[Extracted data entries]
>>>

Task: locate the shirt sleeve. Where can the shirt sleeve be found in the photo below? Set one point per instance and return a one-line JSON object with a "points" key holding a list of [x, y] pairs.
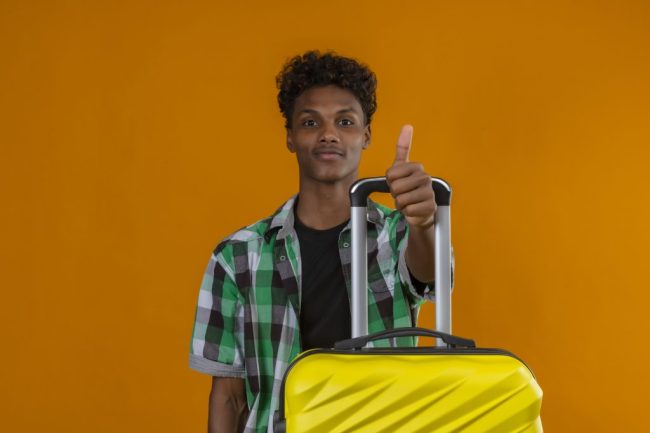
{"points": [[216, 347]]}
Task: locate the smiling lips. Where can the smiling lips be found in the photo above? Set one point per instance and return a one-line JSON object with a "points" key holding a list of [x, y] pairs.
{"points": [[328, 154]]}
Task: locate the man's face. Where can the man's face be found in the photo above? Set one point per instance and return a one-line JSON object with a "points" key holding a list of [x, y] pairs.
{"points": [[328, 133]]}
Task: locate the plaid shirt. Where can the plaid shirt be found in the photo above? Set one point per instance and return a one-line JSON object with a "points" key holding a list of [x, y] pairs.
{"points": [[247, 318]]}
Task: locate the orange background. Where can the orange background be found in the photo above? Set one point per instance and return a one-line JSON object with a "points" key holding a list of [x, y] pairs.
{"points": [[135, 135]]}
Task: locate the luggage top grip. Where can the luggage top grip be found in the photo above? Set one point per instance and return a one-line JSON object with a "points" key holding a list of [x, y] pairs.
{"points": [[452, 341], [362, 188]]}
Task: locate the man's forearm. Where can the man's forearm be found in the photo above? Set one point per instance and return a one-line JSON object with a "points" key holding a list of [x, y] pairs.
{"points": [[420, 253], [228, 410]]}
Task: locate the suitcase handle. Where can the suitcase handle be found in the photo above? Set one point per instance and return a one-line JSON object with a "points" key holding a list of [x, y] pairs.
{"points": [[359, 193], [452, 341]]}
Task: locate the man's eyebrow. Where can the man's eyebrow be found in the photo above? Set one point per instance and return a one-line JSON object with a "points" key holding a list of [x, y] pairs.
{"points": [[313, 111]]}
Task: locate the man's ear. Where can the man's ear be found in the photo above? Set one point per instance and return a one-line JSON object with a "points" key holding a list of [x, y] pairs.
{"points": [[366, 137], [290, 146]]}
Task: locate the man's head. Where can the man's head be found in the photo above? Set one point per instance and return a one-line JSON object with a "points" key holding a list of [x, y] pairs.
{"points": [[313, 69], [328, 102]]}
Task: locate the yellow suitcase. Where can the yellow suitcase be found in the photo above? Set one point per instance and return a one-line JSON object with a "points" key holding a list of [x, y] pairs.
{"points": [[458, 388], [452, 387]]}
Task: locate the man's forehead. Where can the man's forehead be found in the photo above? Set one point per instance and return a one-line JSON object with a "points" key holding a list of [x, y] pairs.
{"points": [[327, 97]]}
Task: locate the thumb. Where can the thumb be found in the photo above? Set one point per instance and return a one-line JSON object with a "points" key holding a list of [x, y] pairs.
{"points": [[404, 144]]}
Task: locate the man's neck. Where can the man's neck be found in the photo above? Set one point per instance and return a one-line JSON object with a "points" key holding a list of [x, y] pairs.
{"points": [[322, 206]]}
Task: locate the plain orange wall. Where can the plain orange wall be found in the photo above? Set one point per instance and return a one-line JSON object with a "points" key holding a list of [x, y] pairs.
{"points": [[135, 135]]}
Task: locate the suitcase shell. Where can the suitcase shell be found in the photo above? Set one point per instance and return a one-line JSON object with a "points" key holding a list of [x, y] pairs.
{"points": [[453, 387], [410, 390]]}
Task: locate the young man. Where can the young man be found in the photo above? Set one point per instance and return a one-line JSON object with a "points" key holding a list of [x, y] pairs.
{"points": [[281, 285]]}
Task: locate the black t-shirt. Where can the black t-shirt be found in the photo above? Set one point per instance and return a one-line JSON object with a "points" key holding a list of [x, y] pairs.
{"points": [[325, 305]]}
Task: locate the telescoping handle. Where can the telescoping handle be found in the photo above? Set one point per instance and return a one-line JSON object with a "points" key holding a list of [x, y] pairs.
{"points": [[359, 193]]}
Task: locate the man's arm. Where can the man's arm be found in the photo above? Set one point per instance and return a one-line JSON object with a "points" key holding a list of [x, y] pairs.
{"points": [[228, 409]]}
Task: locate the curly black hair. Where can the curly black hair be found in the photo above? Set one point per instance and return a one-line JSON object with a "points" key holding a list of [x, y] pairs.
{"points": [[315, 69]]}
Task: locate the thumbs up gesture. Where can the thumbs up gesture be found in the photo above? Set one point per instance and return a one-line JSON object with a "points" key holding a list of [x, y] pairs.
{"points": [[410, 185]]}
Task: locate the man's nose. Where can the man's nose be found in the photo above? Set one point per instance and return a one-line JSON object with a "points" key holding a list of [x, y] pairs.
{"points": [[329, 134]]}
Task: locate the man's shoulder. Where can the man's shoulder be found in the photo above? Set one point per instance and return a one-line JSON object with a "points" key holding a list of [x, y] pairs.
{"points": [[251, 233]]}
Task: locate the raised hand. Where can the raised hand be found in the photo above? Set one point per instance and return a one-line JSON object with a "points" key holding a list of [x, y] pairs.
{"points": [[410, 185]]}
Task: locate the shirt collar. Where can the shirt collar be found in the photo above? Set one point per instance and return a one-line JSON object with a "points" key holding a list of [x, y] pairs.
{"points": [[283, 218]]}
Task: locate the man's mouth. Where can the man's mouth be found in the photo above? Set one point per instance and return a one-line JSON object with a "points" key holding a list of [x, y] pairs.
{"points": [[328, 154]]}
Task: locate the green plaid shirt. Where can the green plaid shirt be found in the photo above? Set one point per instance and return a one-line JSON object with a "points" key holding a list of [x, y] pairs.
{"points": [[247, 318]]}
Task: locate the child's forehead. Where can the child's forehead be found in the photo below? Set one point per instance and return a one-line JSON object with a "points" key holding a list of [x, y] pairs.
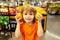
{"points": [[28, 11]]}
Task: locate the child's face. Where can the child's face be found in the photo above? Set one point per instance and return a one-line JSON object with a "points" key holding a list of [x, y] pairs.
{"points": [[28, 16]]}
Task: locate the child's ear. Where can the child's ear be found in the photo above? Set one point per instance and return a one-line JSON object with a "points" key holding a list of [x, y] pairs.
{"points": [[37, 15]]}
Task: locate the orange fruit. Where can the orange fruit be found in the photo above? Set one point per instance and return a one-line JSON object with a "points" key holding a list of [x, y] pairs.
{"points": [[19, 15]]}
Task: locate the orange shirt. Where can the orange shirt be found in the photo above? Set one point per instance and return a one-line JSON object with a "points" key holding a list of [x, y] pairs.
{"points": [[29, 32]]}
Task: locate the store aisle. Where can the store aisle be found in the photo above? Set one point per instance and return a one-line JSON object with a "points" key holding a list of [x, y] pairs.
{"points": [[52, 30]]}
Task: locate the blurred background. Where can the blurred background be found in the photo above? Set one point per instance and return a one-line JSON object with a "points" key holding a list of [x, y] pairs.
{"points": [[50, 9]]}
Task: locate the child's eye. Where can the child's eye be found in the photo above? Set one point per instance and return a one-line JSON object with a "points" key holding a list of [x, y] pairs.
{"points": [[31, 14], [25, 13]]}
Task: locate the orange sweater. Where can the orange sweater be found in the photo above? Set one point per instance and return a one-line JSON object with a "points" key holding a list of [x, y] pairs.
{"points": [[29, 32]]}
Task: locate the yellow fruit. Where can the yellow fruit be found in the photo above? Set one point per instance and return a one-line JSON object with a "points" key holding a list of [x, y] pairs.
{"points": [[37, 15], [11, 9], [19, 15], [40, 10], [4, 10]]}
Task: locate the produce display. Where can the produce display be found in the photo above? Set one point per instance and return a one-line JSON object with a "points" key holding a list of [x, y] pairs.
{"points": [[54, 5], [4, 20]]}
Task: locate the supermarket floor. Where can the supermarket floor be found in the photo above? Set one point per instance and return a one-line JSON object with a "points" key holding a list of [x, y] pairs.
{"points": [[52, 30]]}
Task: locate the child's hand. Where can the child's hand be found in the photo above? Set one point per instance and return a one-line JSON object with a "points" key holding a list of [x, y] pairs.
{"points": [[17, 19]]}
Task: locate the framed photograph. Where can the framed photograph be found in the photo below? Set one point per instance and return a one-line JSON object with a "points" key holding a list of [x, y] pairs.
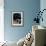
{"points": [[17, 18]]}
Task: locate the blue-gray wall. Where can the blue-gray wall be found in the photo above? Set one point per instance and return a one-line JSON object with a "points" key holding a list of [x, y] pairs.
{"points": [[30, 7]]}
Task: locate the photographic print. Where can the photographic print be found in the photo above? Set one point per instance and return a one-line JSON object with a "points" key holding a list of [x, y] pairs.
{"points": [[17, 18]]}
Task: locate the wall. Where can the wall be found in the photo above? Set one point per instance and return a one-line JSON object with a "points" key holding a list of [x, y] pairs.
{"points": [[43, 6], [29, 7]]}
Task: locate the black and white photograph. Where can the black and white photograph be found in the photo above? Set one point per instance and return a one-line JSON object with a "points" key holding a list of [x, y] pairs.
{"points": [[17, 18]]}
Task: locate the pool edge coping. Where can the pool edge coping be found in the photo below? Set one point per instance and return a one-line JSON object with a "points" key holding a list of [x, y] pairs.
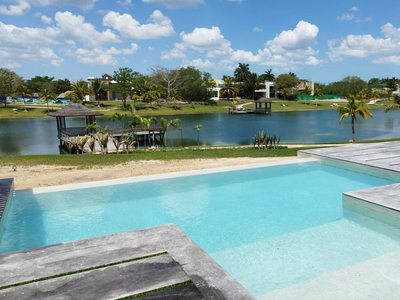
{"points": [[127, 180]]}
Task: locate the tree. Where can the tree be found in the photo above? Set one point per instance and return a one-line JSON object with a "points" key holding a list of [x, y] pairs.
{"points": [[197, 128], [267, 76], [351, 110], [286, 81], [98, 87], [79, 90], [242, 72], [166, 125], [38, 83], [47, 95], [61, 86], [229, 89], [194, 87], [9, 81], [125, 85], [166, 79], [24, 92], [147, 125], [394, 105]]}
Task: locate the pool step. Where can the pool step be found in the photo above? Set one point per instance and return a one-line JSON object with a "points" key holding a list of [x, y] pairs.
{"points": [[114, 282]]}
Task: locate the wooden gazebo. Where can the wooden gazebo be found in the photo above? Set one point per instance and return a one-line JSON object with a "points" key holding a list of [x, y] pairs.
{"points": [[73, 110], [263, 106]]}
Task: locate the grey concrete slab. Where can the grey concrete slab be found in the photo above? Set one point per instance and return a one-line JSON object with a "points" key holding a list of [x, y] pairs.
{"points": [[181, 293], [107, 283], [6, 189], [210, 278]]}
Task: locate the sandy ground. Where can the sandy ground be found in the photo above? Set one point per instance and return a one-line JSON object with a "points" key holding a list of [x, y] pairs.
{"points": [[43, 175]]}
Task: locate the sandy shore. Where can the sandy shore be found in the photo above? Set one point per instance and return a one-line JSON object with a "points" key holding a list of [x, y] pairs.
{"points": [[43, 175]]}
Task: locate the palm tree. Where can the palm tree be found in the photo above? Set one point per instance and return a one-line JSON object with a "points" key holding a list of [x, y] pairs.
{"points": [[98, 87], [395, 105], [147, 125], [166, 125], [79, 90], [242, 72], [197, 128], [352, 109], [24, 92], [47, 95], [267, 76], [229, 89]]}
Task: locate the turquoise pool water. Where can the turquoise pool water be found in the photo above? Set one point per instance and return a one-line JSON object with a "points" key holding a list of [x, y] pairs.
{"points": [[268, 227]]}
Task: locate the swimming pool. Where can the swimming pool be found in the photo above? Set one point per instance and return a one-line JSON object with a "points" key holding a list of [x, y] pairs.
{"points": [[269, 227]]}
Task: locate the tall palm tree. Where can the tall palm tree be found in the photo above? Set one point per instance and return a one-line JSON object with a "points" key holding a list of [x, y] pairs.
{"points": [[166, 125], [351, 110], [98, 87], [395, 105], [268, 76], [197, 128], [147, 125], [79, 90], [229, 89], [47, 95], [24, 92], [242, 72]]}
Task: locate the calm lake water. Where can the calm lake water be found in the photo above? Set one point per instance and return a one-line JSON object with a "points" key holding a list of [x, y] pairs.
{"points": [[39, 136]]}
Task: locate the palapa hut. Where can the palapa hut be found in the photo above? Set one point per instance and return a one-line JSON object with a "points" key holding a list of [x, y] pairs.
{"points": [[263, 106], [73, 110]]}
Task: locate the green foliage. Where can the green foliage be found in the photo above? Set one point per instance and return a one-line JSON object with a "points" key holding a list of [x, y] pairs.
{"points": [[38, 83], [61, 86], [352, 110], [9, 81], [78, 91], [286, 84]]}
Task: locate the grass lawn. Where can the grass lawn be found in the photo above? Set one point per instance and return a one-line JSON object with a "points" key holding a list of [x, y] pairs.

<<<

THE EXERCISE: Only those lines running from the one containing "Task: locate the calm" through the last line of the data above are to be copied, exactly, with both ends included.

ANSWER IN FULL:
Task: locate the calm lake water. Where can the calm lake water be found in the photo above? Set one point per instance and return a one-line JSON object with a "points" key holding a list of [x, y] pairs.
{"points": [[39, 136]]}
Task: locate the palapa hut. Where can the palapa hut be found in the photo above? Set one point per instance and return a one-line JSON object with a "points" key holding a list of [x, y] pairs.
{"points": [[263, 106], [73, 110]]}
Task: locate the green foliage. Where can the green foliage be found in the photo above? Set one point per instance and return a one-line JSON object with a "points" key holding a list of [x, y] pairs.
{"points": [[38, 83], [61, 86], [352, 110], [9, 81], [78, 91], [286, 84]]}
Task: locate the grass lawn. Where can the grass lawn be found in the photo above? Set one point per instance and return a one-line JSON object with a "points" key holding a list of [x, y] pairs.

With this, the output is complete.